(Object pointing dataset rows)
● ● ● ● ● ● ●

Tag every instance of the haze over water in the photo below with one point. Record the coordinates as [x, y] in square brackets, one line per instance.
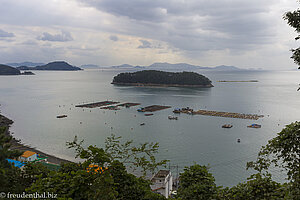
[33, 102]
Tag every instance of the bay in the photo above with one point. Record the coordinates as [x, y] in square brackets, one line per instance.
[33, 102]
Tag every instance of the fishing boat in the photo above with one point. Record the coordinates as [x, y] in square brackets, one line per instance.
[148, 114]
[172, 117]
[227, 126]
[61, 116]
[254, 126]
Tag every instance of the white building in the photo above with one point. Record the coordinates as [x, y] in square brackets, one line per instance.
[28, 156]
[162, 183]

● ● ● ● ● ● ●

[WRITTEN EXERCISE] Reproduce all the records verbatim, excluding images.

[OUTPUT OF THE EXERCISE]
Tag every instance of the haze over water in the photo below with one point. Record the coordinates as [x, y] in square brackets, one line per instance.
[33, 102]
Tag every instance of the bay in the photo above with one point. Record the coordinates as [x, y] in square brackets, one line per instance.
[33, 102]
Tag every instance of the fishing boat in the photo above with one point. Record the coordinates as [x, y] in square brackets, one line per instance.
[148, 114]
[172, 117]
[227, 126]
[61, 116]
[254, 126]
Tag every instance of the white building in the photo above with one point. Record the coordinates as [x, y] in square brackets, one line per instance.
[28, 156]
[162, 183]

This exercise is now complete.